## Consigne:
Comptez les lignes des données qui contiennent la chaîne « yellow », en tenant compte de la casse. Indiquez seulement ce nombre.

Extrait d'un jeu de données:

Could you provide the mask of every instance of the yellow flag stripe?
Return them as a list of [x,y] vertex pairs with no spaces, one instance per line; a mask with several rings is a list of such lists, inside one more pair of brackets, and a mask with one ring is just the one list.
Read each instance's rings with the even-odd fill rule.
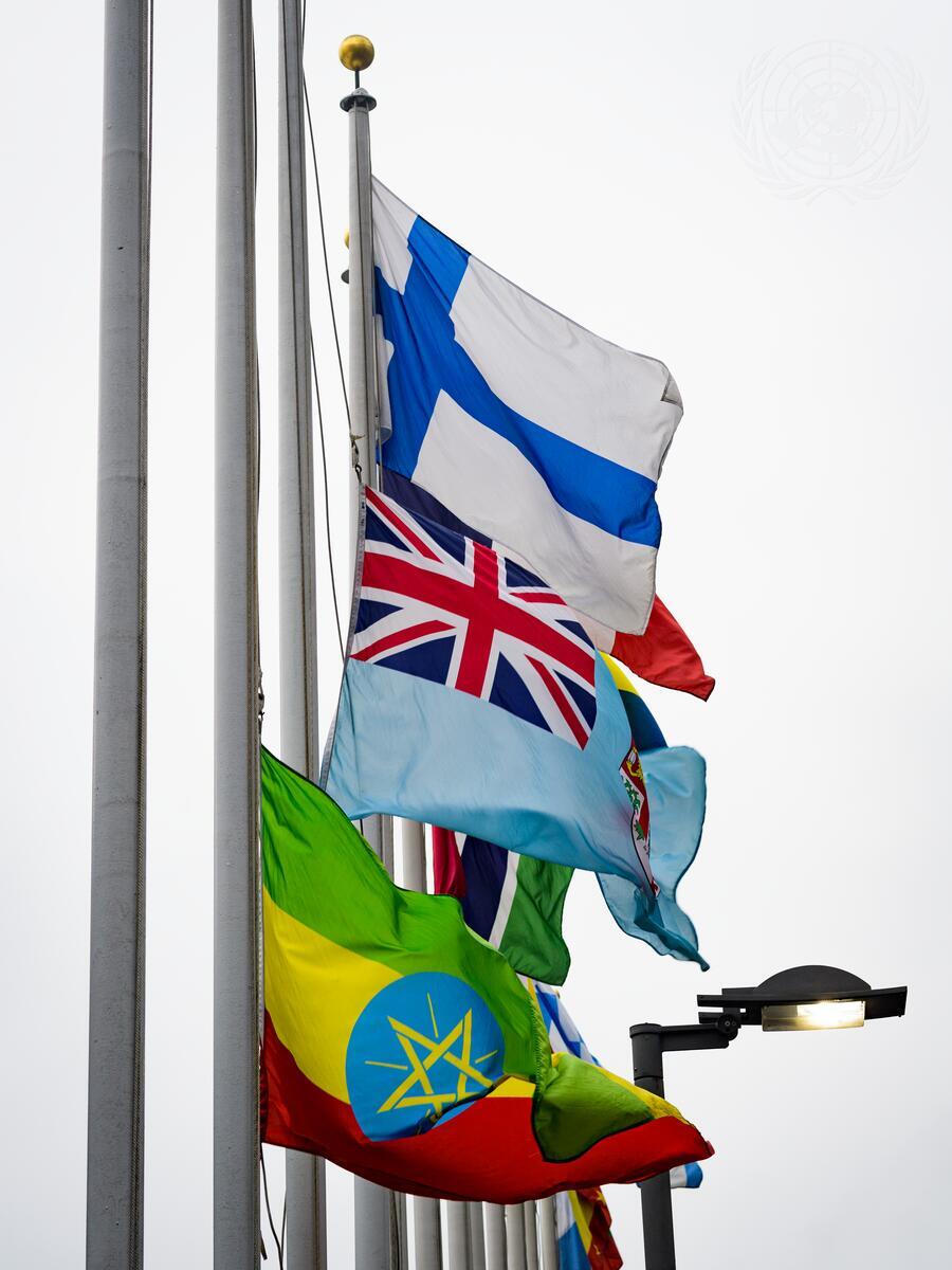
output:
[[621,662],[616,660],[611,653],[603,653],[602,660],[605,663],[608,669],[612,672],[612,678],[614,679],[614,686],[619,692],[633,692],[636,697],[641,696],[638,690],[635,687],[628,671],[622,665]]
[[354,1024],[371,997],[402,977],[298,922],[267,890],[263,917],[264,1005],[274,1030],[312,1085],[348,1102],[345,1058]]

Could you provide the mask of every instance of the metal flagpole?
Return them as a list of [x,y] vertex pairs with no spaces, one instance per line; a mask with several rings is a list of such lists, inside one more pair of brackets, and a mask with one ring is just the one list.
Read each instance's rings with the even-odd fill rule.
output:
[[447,1203],[449,1270],[472,1270],[470,1261],[470,1208],[465,1200]]
[[[404,848],[404,886],[407,890],[426,890],[426,836],[416,820],[401,820],[400,834]],[[414,1196],[414,1261],[416,1270],[440,1270],[443,1248],[440,1242],[439,1200]]]
[[470,1200],[470,1265],[472,1270],[486,1270],[486,1241],[482,1234],[482,1204]]
[[216,1270],[259,1266],[258,364],[250,0],[218,0],[215,277]]
[[505,1270],[505,1209],[501,1204],[484,1204],[486,1224],[486,1270]]
[[527,1270],[526,1209],[522,1204],[505,1205],[505,1265],[506,1270]]
[[105,5],[86,1266],[142,1265],[150,0]]
[[542,1270],[559,1270],[559,1229],[555,1195],[538,1201],[538,1229],[542,1245]]
[[[350,431],[357,480],[350,481],[352,545],[357,544],[359,481],[378,485],[377,392],[373,364],[373,243],[371,232],[371,119],[376,100],[360,88],[360,71],[373,61],[373,44],[366,36],[349,36],[340,46],[341,65],[354,72],[354,90],[340,103],[349,116],[350,154]],[[353,554],[353,552],[352,552]],[[385,860],[392,828],[382,817],[366,817],[363,834]],[[385,861],[386,862],[386,861]],[[362,1270],[387,1270],[399,1260],[399,1205],[390,1191],[354,1177],[354,1256]]]
[[414,1265],[416,1270],[442,1270],[443,1231],[439,1200],[414,1195]]
[[526,1270],[538,1270],[538,1233],[536,1231],[536,1201],[523,1204],[526,1214]]
[[[317,560],[314,530],[311,302],[302,93],[301,0],[282,0],[278,91],[278,517],[281,748],[310,780],[320,770]],[[284,1156],[288,1270],[327,1262],[324,1161]]]

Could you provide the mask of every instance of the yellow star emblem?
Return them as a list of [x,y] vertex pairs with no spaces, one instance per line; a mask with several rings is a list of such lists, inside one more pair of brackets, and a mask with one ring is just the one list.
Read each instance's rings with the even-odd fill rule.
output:
[[[454,1102],[461,1102],[480,1090],[493,1087],[493,1081],[477,1071],[477,1064],[485,1063],[499,1052],[493,1049],[489,1054],[480,1054],[479,1058],[471,1057],[472,1010],[467,1010],[462,1019],[444,1036],[440,1036],[433,999],[429,993],[426,993],[426,1003],[433,1022],[433,1040],[429,1036],[424,1036],[423,1033],[416,1031],[415,1027],[400,1022],[399,1019],[387,1016],[387,1022],[406,1054],[407,1063],[383,1063],[372,1058],[364,1059],[369,1067],[392,1067],[395,1071],[409,1073],[400,1081],[393,1092],[385,1099],[377,1109],[378,1114],[381,1111],[395,1111],[399,1107],[429,1106],[432,1109],[429,1116],[435,1119]],[[457,1043],[459,1045],[458,1053],[454,1052]],[[451,1078],[454,1077],[456,1080],[456,1087],[452,1090],[440,1091],[433,1087],[430,1073],[437,1063],[440,1062],[453,1068],[453,1073],[447,1073]],[[475,1087],[471,1088],[467,1082],[472,1082]],[[419,1092],[416,1092],[418,1088]]]

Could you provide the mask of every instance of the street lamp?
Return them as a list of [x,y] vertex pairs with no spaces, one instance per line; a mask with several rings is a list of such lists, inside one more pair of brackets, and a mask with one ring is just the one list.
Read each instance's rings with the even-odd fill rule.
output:
[[[664,1054],[669,1050],[726,1049],[741,1027],[764,1031],[819,1031],[862,1027],[872,1019],[904,1015],[906,988],[871,988],[848,970],[798,965],[755,988],[724,988],[698,996],[697,1024],[630,1029],[635,1083],[664,1097]],[[645,1270],[674,1270],[674,1223],[668,1173],[641,1184]]]

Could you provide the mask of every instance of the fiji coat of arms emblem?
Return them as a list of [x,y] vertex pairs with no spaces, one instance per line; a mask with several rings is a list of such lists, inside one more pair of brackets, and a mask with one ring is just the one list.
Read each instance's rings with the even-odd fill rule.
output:
[[622,773],[622,781],[625,782],[625,789],[631,800],[631,841],[635,843],[635,853],[638,857],[638,864],[645,870],[645,876],[651,884],[651,890],[656,895],[658,883],[651,874],[650,864],[651,826],[647,806],[647,790],[645,789],[645,773],[641,770],[641,758],[638,757],[638,752],[633,743],[628,753],[622,759],[622,766],[618,771]]

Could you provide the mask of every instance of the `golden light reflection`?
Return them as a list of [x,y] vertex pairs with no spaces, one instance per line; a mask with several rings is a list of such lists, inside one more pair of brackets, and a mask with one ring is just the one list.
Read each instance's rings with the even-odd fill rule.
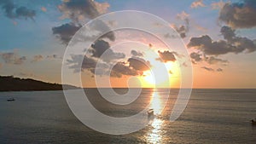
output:
[[160,90],[154,89],[151,95],[150,108],[154,110],[154,118],[149,124],[149,130],[146,135],[148,143],[161,143],[162,141],[162,125],[163,120],[160,114],[164,108],[165,103],[163,99],[165,95],[160,95]]

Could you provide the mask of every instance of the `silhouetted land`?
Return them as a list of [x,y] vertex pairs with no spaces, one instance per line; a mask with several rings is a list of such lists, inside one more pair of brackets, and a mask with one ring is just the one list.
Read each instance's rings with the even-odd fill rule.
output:
[[[65,85],[68,89],[78,89],[72,85]],[[62,90],[62,85],[45,83],[31,78],[14,78],[13,76],[0,76],[0,91],[37,91],[37,90]]]

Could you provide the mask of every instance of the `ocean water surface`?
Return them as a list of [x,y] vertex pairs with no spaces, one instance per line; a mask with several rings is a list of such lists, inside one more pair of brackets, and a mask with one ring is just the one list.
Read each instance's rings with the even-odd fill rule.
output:
[[[166,89],[143,89],[127,106],[106,102],[96,89],[85,93],[98,111],[111,117],[128,117],[147,106],[155,116],[139,131],[113,135],[84,125],[62,91],[1,92],[0,143],[256,143],[256,126],[250,124],[256,118],[256,89],[193,89],[175,122],[169,117],[178,89],[169,94]],[[7,101],[9,97],[15,101]]]

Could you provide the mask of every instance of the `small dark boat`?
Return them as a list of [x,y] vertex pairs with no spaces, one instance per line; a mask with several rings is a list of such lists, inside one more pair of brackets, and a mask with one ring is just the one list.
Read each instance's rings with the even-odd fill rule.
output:
[[15,99],[12,97],[12,98],[7,99],[7,101],[15,101]]
[[154,117],[154,110],[151,108],[148,111],[148,118]]
[[251,123],[252,123],[253,125],[256,125],[256,119],[252,119]]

## Réponse:
2